*Dataset rows*
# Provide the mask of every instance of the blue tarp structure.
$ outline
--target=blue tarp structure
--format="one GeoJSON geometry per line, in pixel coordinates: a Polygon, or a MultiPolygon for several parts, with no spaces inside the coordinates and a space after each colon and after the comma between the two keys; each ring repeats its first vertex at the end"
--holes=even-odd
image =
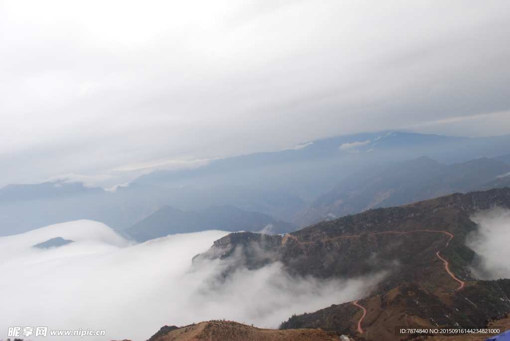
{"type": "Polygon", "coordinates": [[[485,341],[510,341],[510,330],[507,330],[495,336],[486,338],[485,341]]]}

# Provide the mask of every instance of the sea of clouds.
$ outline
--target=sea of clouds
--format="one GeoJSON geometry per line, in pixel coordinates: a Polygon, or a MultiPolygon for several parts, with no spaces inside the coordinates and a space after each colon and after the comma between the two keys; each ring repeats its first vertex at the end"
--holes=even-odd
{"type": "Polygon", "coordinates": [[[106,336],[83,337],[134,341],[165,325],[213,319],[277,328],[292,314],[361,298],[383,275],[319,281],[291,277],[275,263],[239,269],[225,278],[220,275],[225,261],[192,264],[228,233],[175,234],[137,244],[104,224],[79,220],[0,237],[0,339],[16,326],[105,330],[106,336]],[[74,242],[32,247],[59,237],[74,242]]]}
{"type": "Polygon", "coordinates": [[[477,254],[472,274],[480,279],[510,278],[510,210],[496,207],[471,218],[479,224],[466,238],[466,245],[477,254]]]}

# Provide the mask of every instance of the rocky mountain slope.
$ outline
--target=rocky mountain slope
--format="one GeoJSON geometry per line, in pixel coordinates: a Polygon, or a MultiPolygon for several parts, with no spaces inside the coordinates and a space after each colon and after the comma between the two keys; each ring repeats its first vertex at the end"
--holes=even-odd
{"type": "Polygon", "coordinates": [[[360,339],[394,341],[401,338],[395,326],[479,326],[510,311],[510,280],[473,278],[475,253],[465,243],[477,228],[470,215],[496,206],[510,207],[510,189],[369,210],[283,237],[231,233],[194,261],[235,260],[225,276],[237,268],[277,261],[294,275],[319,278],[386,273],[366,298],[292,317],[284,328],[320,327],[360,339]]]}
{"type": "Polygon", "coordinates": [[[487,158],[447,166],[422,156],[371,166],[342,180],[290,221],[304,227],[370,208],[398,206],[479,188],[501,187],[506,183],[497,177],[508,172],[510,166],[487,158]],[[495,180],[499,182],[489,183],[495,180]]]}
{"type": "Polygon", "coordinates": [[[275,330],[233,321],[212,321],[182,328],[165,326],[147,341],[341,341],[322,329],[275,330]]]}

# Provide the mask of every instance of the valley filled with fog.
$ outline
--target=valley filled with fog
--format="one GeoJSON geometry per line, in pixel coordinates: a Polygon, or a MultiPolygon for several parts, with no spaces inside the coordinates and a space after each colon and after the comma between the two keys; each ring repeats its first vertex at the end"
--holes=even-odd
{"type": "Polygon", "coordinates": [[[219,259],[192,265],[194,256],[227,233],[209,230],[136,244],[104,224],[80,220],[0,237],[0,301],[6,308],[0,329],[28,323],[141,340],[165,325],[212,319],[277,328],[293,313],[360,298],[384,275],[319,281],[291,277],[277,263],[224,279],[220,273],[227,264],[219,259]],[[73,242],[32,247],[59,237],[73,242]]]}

---

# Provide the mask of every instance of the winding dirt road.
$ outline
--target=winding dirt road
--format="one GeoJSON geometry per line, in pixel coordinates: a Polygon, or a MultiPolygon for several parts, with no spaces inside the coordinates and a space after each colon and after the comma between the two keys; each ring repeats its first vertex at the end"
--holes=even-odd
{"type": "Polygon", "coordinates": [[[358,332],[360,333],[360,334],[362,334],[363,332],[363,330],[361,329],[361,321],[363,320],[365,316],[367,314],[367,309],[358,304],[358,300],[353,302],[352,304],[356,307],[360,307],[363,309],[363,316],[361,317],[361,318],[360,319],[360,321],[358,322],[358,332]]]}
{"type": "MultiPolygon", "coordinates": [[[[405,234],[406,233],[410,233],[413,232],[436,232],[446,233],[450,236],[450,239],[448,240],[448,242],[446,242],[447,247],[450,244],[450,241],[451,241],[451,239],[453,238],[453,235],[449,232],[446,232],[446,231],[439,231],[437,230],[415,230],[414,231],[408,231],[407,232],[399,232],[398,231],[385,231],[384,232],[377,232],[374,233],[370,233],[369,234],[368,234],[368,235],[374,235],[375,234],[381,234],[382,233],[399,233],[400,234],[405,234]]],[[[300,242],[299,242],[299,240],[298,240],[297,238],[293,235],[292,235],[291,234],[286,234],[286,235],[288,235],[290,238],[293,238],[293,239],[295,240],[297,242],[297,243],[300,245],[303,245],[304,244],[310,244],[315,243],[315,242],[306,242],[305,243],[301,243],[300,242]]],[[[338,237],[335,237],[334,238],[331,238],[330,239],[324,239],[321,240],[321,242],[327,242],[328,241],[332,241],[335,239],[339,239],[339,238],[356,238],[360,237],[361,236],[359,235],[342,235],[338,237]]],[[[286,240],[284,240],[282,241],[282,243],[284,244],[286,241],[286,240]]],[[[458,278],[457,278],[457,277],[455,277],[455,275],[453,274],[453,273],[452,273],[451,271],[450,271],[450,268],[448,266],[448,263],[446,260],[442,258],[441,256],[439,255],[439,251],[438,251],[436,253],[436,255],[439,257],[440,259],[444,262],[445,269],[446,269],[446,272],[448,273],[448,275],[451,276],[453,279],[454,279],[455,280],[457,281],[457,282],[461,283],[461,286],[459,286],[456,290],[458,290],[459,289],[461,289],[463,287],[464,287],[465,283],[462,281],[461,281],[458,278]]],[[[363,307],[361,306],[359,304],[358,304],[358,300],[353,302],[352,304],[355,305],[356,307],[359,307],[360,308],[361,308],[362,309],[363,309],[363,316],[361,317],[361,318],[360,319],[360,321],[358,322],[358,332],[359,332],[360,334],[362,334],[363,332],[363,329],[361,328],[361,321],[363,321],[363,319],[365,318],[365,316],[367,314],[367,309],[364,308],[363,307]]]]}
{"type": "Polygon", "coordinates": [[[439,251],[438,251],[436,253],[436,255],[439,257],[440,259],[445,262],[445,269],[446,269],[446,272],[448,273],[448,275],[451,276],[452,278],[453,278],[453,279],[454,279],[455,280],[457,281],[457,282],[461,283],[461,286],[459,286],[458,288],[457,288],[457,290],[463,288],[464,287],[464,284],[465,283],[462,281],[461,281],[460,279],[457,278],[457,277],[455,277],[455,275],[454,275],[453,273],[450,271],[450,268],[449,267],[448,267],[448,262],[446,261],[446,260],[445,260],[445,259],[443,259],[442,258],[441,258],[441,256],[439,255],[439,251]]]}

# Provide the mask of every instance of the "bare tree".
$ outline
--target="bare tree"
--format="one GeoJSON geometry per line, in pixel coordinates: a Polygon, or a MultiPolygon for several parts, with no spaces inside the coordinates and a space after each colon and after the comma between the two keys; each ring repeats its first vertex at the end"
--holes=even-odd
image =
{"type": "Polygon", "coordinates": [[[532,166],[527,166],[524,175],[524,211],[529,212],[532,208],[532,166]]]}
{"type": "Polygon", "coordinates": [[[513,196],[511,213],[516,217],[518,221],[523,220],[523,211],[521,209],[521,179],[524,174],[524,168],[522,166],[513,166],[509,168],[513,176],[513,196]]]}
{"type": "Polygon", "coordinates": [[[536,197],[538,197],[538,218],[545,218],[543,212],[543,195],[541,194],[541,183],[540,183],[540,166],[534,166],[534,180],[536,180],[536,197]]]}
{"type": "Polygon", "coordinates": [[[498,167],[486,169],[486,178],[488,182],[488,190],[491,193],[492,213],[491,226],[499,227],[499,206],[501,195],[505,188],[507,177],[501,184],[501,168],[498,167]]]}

* * *

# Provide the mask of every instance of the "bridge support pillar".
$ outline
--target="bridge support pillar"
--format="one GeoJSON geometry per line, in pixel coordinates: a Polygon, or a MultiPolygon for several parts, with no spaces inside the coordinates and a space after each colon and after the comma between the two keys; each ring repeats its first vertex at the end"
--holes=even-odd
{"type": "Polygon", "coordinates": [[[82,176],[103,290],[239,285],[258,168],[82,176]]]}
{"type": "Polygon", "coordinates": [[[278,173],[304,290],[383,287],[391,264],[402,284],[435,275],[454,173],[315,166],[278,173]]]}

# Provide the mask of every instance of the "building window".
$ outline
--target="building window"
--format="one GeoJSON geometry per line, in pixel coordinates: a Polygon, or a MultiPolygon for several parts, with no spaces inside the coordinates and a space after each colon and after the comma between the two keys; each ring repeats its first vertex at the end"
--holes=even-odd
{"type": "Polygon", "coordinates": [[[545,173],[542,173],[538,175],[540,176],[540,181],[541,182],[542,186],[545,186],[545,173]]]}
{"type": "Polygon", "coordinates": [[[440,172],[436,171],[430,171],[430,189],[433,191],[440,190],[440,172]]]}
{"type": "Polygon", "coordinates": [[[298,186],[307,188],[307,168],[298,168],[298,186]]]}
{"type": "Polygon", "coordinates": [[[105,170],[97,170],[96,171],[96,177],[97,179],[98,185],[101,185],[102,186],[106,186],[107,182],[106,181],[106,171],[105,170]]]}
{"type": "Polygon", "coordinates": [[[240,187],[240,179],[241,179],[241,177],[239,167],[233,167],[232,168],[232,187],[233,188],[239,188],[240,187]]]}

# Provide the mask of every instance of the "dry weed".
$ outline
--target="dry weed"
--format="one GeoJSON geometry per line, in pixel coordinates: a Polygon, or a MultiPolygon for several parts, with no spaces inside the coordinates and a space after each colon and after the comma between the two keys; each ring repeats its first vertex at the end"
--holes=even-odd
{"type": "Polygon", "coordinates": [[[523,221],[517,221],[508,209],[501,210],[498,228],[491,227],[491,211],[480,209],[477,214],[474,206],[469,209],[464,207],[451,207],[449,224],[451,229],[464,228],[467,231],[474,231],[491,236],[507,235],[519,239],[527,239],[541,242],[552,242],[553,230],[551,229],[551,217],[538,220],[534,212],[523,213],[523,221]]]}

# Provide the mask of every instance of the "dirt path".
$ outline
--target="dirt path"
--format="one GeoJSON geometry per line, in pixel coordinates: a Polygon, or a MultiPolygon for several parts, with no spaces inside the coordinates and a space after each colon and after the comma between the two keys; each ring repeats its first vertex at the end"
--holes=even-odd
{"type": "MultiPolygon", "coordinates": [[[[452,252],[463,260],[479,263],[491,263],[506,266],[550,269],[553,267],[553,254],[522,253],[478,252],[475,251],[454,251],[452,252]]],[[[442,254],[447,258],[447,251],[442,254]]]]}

*What is asked*
Gather every line from the dataset rows above that contains the word "instance", and copy each one.

*Final result*
# Provide the mask of every instance of the blue tarp structure.
# Provide the mask of every instance of the sea of clouds.
# Provide the mask of every instance of the rocky mountain slope.
# Provide the mask of every instance of the valley filled with fog.
# Provide the mask of every instance of the winding dirt road.
# Provide the mask of every instance of the "bare tree".
# Provide the mask of every instance of the "bridge support pillar".
# Provide the mask of every instance of the "building window".
# Provide the mask of every instance of the "dry weed".
# Provide the mask of every instance of the "dirt path".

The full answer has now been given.